Start of Block
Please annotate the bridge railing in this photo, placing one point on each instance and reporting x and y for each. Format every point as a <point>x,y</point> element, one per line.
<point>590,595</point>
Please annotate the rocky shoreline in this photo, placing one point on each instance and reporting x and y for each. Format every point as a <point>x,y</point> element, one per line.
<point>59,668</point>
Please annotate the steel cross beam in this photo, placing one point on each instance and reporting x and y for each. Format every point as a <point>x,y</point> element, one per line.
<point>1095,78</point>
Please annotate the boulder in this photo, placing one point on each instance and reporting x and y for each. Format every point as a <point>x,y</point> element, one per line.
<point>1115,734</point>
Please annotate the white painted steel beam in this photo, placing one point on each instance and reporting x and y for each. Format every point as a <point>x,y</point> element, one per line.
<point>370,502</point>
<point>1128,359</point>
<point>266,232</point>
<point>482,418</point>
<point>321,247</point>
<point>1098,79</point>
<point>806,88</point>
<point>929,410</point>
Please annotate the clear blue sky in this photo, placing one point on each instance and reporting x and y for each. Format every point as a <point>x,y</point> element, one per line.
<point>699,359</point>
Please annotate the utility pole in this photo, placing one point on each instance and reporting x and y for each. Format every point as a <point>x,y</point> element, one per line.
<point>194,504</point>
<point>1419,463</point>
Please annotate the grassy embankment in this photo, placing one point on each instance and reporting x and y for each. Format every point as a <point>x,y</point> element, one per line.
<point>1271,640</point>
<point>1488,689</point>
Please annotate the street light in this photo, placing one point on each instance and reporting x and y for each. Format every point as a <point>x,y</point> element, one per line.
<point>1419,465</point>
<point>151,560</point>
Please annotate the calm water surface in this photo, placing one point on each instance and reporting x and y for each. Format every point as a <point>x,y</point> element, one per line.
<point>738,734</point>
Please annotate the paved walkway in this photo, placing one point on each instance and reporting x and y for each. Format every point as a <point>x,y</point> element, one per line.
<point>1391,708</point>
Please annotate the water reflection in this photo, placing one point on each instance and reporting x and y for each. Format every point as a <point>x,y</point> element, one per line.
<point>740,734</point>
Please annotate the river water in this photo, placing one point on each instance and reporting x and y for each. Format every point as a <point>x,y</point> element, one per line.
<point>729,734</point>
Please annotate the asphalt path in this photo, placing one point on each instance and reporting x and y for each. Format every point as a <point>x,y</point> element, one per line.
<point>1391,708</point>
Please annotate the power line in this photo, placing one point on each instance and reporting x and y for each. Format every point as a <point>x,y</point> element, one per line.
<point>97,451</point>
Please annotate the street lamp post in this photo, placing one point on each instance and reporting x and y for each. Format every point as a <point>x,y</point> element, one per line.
End of Block
YOUR GOAL
Beginning with the opening line and ending with the final one, transcribe the material exactly.

ANSWER SECTION
Please annotate the bridge railing in this photo, placing one point on each instance and reporting x and y for each. Format every point as a <point>x,y</point> element, one per line.
<point>590,595</point>
Please annotate the rocky shoreline in this photo, placing one point on each instance and reporting x and y for each. Format every point as a <point>x,y</point> element, one per line.
<point>59,668</point>
Please annotate the steel cross beam in this photo, placing one point on each instance and reporting x and y for each. Format every point as a <point>x,y</point> element, one per line.
<point>1095,78</point>
Please annotate the boulder in this photo, placing one point on each instance and reporting x and y for each. Format every point as a <point>x,y</point> element, one per line.
<point>1115,734</point>
Please annotate the white painted steel beam in this photo, placing one point on each instance and reporting x and y for each. Format every point as a <point>x,y</point> element, one per line.
<point>370,502</point>
<point>1128,359</point>
<point>266,232</point>
<point>482,418</point>
<point>321,247</point>
<point>1098,79</point>
<point>806,88</point>
<point>929,410</point>
Please annotate the clear blue sky in this photo, placing one point on each instance and reporting x and y for each. Format every point as a <point>x,y</point> element, one per line.
<point>699,359</point>
Please annotate the utility pole in this photo, placing one point on each instance and reporting x and y for each. Format every point as a <point>x,y</point> element, one per line.
<point>194,504</point>
<point>1419,463</point>
Please annotate the grassy embankment in this photo, placing one point on each instance and reporting x and y for each. Format every point as a <point>x,y</point> element, one per line.
<point>1271,640</point>
<point>1488,689</point>
Please annotate the street light in this photo, placing one point on each instance and reporting x and y for each. Format every point as a <point>x,y</point> element, one per line.
<point>1419,465</point>
<point>151,560</point>
Please annotate the calm water surface in this photo, placing one point on each instance and reporting x and y for each. Format every point as a <point>x,y</point> element, one per line.
<point>738,734</point>
Please annotate the paved walkway in this photo, placing one point on each instance and reporting x and y for each. Format every point as a <point>x,y</point> element, one per line.
<point>1391,708</point>
Please annotate the water reflection in this photo, placing one point on each instance and reporting x and y for each. Format every point as a <point>x,y</point> element, one per line.
<point>740,734</point>
Please annotate the river water in this photo, placing one point on each instance and reporting x and y for each. Format every point as a <point>x,y</point> element, one per line.
<point>729,734</point>
Please annotate the asphalt path in this photo, placing one point on each instance and reporting x and y for each. Format every point as a <point>x,y</point> element, one per line.
<point>1391,708</point>
Please annotate the power line in this photo, placing one point on each instance and reporting x and y for each. Format every point as a <point>x,y</point> element, one per line.
<point>97,451</point>
Please annotate the street lamp post in this photo, placing one point on each instance and reporting x and y for each. Format every point as a <point>x,y</point> element, one per line.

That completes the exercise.